- _Work item_: In the text on the API remarks about energy, who hosted the 18th Annual State of the Energy Industry Forum?

- _Document extract_:
API: Every Type of Energy Needed to Address Economic and Climate Challenges
American Petroleum Institute (API) president and CEO Mike Sommers said every form of energy will be needed in his remarks on Jan. 20 alongside other energy leaders during the 18th Annual State of the Energy Industry Forum, hosted by the U.S. Energy Association.
Sommers urged policymakers to advance U.S. energy leadership and address today’s economic and climate challenges by supporting safe and responsible U.S. production of all energy sources, unleashing private investment and expanding energy infrastructure projects.
“Americans and the world are counting on all of us to meet energy demand responsibly,” Sommers said. “Despite reports to the contrary, there are plenty of ways to find consensus and common ground … whether it’s working together toward infrastructure and permitting policies that enable critical projects and good union jobs; keeping America the world’s energy leader; or addressing the challenge of climate change.”

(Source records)

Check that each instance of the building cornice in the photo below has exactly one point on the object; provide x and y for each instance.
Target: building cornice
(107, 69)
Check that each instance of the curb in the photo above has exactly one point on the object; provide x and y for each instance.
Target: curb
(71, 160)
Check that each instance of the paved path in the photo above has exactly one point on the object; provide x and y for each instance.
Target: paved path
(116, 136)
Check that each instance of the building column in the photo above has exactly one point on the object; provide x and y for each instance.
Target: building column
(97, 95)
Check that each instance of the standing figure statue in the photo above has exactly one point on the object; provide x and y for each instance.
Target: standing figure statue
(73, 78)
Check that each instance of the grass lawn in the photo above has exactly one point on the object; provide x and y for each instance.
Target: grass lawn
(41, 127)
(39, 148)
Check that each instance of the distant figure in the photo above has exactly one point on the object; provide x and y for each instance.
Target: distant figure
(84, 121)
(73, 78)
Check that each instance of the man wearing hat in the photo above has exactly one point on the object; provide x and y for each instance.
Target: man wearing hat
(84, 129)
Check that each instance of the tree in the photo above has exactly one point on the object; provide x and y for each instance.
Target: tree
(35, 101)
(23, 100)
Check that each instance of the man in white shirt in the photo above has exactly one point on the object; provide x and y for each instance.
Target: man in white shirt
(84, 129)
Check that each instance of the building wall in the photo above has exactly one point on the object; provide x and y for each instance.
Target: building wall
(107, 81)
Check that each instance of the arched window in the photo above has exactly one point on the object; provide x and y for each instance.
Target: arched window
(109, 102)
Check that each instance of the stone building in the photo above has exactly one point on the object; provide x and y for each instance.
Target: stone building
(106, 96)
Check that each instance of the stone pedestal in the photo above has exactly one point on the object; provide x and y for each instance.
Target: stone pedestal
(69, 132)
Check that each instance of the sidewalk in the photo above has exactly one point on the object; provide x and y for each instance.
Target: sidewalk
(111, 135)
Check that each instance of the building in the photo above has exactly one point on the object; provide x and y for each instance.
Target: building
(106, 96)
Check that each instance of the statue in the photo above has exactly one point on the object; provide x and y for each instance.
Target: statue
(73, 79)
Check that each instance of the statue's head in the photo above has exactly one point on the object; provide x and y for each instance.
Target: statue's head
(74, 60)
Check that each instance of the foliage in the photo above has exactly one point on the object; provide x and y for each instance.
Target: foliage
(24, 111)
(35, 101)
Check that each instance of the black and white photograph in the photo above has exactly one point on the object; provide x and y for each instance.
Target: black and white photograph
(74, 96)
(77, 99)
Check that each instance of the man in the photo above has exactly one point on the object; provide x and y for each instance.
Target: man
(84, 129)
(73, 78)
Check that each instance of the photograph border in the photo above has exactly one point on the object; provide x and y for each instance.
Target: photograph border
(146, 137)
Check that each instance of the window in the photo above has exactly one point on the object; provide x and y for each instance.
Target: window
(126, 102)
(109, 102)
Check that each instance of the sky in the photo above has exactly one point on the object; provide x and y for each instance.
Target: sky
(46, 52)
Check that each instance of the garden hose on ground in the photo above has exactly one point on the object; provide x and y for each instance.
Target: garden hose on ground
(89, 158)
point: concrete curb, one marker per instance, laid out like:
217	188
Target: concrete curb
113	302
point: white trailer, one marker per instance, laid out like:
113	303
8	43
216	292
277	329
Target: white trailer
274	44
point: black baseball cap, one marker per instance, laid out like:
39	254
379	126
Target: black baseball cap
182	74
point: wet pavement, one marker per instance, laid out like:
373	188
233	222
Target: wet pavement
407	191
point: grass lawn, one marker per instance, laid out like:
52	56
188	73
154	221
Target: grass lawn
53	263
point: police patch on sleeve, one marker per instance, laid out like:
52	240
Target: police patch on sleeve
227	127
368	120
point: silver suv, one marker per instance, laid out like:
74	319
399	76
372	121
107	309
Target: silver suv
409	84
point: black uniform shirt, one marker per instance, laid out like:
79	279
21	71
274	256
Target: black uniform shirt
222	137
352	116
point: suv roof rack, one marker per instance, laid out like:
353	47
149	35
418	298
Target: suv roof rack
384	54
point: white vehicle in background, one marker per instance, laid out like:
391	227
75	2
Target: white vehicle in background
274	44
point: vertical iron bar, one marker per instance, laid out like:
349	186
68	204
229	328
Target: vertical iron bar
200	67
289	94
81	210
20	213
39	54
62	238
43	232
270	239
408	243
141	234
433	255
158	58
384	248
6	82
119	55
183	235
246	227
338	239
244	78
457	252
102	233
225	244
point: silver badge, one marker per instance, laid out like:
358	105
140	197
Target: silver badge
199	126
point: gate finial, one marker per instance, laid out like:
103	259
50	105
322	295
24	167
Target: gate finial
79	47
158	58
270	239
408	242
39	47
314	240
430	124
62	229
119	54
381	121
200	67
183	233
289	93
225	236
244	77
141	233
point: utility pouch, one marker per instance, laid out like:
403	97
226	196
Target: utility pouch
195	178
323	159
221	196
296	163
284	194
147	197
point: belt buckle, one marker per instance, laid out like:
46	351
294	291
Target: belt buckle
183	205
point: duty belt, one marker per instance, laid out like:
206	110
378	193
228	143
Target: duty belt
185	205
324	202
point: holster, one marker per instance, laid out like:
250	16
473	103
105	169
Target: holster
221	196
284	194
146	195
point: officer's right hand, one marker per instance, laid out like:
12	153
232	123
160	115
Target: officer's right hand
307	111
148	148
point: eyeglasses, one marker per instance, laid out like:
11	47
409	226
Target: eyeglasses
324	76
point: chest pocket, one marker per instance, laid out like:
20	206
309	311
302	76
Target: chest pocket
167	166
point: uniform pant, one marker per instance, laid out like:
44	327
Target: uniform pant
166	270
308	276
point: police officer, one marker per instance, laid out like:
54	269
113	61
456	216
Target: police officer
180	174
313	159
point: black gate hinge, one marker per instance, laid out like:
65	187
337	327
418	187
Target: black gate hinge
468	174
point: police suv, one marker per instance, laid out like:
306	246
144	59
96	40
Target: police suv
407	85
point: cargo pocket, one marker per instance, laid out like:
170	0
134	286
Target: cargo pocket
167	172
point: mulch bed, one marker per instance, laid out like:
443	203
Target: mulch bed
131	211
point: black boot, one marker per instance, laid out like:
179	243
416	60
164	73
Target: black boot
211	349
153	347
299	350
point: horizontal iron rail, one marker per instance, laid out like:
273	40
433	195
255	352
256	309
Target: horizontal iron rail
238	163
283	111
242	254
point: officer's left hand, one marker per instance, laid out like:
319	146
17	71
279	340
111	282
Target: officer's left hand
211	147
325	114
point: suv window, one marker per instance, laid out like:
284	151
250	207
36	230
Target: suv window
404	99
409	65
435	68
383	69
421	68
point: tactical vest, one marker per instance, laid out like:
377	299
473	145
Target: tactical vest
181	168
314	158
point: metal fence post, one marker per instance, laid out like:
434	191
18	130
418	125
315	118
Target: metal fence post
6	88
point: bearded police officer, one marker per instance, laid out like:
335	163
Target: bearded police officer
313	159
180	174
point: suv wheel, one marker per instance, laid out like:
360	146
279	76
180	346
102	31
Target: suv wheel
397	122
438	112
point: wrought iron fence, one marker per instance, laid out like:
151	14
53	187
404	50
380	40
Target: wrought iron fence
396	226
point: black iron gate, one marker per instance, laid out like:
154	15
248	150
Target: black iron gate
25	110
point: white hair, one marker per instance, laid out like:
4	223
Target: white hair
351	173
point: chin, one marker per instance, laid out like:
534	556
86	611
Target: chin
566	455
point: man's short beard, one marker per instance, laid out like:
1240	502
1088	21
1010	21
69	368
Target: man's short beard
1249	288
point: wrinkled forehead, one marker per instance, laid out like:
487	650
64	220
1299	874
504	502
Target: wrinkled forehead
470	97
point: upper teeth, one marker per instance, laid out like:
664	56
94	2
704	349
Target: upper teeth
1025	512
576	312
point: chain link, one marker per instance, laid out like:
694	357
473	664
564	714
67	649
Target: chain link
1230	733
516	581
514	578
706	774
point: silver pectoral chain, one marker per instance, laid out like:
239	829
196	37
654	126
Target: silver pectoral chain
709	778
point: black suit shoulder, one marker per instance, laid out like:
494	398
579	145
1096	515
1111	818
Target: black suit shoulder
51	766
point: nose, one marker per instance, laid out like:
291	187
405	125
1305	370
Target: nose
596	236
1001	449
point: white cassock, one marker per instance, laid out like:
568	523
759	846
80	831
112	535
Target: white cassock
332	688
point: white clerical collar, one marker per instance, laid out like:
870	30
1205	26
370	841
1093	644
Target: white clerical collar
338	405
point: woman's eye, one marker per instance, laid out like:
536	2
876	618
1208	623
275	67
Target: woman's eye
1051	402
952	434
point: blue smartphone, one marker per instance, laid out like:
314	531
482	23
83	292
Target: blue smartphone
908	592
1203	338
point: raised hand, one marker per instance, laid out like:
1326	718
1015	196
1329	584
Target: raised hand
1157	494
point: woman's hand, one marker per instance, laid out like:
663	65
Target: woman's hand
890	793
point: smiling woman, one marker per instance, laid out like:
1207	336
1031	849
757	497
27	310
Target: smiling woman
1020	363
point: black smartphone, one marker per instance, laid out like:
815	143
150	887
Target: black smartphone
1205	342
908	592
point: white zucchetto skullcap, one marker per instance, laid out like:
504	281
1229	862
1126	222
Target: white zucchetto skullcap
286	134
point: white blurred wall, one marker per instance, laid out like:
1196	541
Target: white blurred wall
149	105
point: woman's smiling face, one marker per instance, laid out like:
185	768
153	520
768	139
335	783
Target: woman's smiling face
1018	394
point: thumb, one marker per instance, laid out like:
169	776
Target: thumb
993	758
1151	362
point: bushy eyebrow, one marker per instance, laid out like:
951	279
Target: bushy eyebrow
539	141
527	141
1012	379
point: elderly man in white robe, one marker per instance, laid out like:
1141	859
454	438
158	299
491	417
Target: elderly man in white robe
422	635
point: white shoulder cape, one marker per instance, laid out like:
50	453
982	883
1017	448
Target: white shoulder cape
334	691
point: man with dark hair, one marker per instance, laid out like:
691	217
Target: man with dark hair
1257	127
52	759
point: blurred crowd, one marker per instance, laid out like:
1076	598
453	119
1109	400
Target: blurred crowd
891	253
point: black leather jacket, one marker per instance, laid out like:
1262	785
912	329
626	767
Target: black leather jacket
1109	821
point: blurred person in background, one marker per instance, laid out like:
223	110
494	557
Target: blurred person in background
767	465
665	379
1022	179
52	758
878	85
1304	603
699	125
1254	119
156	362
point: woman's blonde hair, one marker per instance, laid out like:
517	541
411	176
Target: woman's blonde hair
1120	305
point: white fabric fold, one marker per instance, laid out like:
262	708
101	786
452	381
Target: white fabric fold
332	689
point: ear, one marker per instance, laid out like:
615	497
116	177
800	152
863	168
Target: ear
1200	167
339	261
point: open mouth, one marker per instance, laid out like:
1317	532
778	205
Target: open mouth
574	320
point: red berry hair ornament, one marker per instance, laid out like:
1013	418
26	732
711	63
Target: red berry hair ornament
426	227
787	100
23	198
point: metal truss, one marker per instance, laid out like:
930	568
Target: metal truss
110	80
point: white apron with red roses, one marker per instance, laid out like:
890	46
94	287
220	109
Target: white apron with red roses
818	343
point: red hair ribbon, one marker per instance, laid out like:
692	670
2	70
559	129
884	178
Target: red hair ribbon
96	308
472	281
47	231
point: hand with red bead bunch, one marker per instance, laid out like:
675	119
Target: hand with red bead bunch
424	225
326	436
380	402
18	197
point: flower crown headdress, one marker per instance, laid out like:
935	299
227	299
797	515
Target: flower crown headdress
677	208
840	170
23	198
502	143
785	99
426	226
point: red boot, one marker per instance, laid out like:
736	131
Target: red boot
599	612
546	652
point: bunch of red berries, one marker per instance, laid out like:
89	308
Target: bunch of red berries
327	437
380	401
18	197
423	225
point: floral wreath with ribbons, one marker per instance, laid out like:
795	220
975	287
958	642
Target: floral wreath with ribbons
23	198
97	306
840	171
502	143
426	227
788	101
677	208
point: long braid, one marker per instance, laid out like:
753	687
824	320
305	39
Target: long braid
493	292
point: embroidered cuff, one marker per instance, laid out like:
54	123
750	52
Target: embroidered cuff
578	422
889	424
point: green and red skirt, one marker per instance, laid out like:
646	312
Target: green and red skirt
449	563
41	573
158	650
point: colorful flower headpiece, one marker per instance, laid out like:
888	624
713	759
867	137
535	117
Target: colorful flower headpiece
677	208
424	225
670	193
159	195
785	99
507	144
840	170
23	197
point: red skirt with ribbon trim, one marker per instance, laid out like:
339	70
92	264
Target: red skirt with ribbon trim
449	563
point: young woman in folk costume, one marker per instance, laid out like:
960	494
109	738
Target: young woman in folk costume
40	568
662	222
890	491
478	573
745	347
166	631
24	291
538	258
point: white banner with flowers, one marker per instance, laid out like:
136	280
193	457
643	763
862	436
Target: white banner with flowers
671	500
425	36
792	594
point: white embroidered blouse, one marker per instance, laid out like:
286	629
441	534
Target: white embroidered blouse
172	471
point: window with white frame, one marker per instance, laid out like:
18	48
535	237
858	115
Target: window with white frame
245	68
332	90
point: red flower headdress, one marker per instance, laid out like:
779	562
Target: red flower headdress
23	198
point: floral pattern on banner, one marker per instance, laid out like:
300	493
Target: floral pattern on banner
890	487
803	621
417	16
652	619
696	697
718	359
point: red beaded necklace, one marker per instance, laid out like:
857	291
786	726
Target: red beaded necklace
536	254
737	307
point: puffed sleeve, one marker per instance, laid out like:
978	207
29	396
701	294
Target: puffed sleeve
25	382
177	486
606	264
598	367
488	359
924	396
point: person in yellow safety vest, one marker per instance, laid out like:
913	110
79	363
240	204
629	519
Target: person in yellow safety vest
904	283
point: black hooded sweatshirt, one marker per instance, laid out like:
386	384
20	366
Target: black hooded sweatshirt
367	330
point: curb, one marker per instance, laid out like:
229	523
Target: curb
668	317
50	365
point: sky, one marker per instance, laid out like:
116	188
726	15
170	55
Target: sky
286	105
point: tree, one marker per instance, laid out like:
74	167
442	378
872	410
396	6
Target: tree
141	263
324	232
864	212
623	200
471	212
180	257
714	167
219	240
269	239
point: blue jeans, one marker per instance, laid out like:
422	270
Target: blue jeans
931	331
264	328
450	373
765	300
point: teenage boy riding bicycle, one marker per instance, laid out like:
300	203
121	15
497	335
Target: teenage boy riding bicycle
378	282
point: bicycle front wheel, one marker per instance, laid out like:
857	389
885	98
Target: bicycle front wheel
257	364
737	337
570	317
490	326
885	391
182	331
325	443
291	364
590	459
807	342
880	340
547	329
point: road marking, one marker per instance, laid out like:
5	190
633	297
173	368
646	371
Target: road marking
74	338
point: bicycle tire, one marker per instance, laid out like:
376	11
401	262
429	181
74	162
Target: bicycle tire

- _Result_: The U.S. Energy Association hosted it.